Each entry should be quoted word for word, including every mark of punctuation.

Referring expression pointing data
━━━━━━━━━━━━━━━━━━━━

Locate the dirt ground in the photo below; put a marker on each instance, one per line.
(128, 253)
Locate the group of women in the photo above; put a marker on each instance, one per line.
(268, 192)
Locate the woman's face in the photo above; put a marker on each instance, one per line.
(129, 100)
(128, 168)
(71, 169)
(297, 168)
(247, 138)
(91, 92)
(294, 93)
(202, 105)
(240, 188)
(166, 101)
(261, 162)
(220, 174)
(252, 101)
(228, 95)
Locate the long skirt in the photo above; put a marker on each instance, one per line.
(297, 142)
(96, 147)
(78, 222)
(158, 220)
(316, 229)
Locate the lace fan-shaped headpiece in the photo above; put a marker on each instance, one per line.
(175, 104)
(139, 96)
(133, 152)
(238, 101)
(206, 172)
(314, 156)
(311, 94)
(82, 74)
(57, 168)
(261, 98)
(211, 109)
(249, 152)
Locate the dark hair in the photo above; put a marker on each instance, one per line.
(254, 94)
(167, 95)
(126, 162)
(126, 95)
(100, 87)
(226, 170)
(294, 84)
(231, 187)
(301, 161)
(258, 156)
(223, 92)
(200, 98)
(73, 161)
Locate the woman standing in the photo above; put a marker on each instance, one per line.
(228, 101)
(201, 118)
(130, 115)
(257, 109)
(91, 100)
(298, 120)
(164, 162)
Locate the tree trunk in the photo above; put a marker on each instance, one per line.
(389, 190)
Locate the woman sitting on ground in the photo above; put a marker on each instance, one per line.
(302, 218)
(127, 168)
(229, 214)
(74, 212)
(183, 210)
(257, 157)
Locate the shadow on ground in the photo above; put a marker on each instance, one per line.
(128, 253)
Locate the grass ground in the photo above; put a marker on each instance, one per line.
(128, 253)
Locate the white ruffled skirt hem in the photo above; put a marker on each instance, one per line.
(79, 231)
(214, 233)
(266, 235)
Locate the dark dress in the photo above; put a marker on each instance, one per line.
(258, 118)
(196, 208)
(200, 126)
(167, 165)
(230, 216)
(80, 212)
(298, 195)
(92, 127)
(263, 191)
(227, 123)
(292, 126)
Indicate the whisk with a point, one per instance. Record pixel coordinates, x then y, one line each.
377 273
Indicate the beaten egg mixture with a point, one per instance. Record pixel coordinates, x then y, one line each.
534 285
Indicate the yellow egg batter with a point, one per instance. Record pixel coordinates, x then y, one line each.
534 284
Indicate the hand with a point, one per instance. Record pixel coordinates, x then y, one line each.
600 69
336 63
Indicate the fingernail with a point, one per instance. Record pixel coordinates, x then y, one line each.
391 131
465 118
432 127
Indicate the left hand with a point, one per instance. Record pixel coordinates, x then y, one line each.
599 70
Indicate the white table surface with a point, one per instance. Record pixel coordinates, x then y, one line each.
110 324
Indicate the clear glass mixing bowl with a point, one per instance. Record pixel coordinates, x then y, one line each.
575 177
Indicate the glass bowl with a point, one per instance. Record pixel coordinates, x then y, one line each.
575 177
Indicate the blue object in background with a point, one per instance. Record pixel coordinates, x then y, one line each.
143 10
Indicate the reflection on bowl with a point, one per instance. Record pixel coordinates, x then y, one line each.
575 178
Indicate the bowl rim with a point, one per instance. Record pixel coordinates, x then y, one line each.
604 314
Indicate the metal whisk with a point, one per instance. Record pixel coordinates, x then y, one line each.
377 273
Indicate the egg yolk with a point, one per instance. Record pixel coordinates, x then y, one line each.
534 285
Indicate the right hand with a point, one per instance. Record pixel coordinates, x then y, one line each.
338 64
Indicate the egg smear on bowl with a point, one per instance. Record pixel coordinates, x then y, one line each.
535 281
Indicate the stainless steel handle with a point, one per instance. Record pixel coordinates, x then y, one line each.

━━━━━━━━━━━━━━━━━━━━

=== Response area ===
Locate the dirt ground in the photo below; put a marker on each instance, one per line.
(128, 253)
Locate the group of women in the photo above; put a marker on each instance, one per line.
(268, 192)
Locate the woman's face in the photo above; put a marker on each instance, one per line.
(129, 100)
(128, 168)
(71, 169)
(297, 168)
(247, 138)
(91, 92)
(294, 93)
(202, 105)
(240, 188)
(166, 101)
(261, 162)
(220, 174)
(252, 101)
(228, 95)
Locate the long skirt in the photo above; put a marker on each instance, one per line.
(297, 142)
(96, 147)
(78, 222)
(158, 220)
(316, 229)
Locate the lace fan-shaped headpiece in the photo above; put a marker on each instance, one per line.
(175, 104)
(139, 96)
(133, 152)
(238, 101)
(206, 172)
(314, 156)
(311, 94)
(82, 74)
(57, 168)
(261, 98)
(211, 109)
(249, 152)
Locate the dark hair in the photo above; put a marker on each instance, one per line.
(254, 94)
(167, 95)
(126, 162)
(126, 95)
(100, 87)
(226, 170)
(294, 84)
(231, 187)
(301, 161)
(258, 156)
(223, 92)
(200, 98)
(73, 161)
Locate the woman standing in the photo above; put a marker on each instance, one per line.
(228, 101)
(201, 118)
(130, 115)
(257, 109)
(91, 100)
(298, 120)
(164, 162)
Locate the tree trunk in the photo above; put a marker on each instance, one per line.
(389, 190)
Locate the woman sitting on ground in the photo above; put a marker on each instance, one per line.
(302, 218)
(127, 168)
(229, 214)
(74, 212)
(183, 210)
(257, 157)
Locate the shadow on ground in the photo above; put a marker on each instance, one per line.
(128, 253)
Locate the grass ground in the photo above; put a marker on each instance, one per line.
(128, 253)
Locate the white ruffled skirt hem in the photo above; put a marker on each instance, one per line.
(79, 231)
(214, 233)
(266, 235)
Locate the dark dress in the photo above; put a marker on each instance, one per line.
(258, 118)
(196, 208)
(200, 126)
(167, 165)
(230, 216)
(80, 212)
(298, 195)
(92, 127)
(263, 191)
(227, 123)
(292, 126)
Indicate the whisk with a point, one per instance. Record pixel coordinates, x then y, one line each.
377 273
Indicate the beaten egg mixture with a point, one per instance. Record pixel coordinates, x then y, one line each.
534 285
Indicate the yellow egg batter with a point, one per instance. Record pixel coordinates, x then y, one line each.
534 284
Indicate the hand with a point, one per instance. Record pixel coordinates, x then y, one line each.
600 69
336 63
Indicate the fingernail with a point, one per instance. Record pixel coordinates, x then y, one line each.
391 131
465 118
432 127
Indicate the left hand with a point, one per instance. Record pixel coordinates, x then y, one line each.
599 70
Indicate the white table surface with a point, one per instance. Record pixel coordinates, x then y, one line each.
110 324
Indicate the clear glass mixing bowl with a point, one per instance. Record pixel coordinates, x then y, one line each.
575 177
Indicate the glass bowl with a point, one per instance. Record pixel coordinates, x then y, one line each.
575 177
Indicate the blue object in background with a point, one per instance. Record pixel coordinates, x then y, one line each.
143 10
Indicate the reflection on bowl with a point, one per instance. Record pixel coordinates, x then y, one line each.
575 178
Indicate the bowl rim with a point, one per instance. Record pixel coordinates, x then y, one line each.
604 314
Indicate the metal whisk with a point, one per instance. Record pixel coordinates, x then y, one line each.
377 273
Indicate the egg yolk with a point, one per instance. Record pixel coordinates, x then y, one line each.
534 285
Indicate the right hand with a point, one per instance. Record pixel coordinates, x then y, one line each.
338 64
Indicate the egg smear on bowl with a point, one per instance. Record pixel coordinates, x then y, one line each.
535 281
Indicate the stainless steel handle with a point, one per instance. Record pixel coordinates, x then y, one line each.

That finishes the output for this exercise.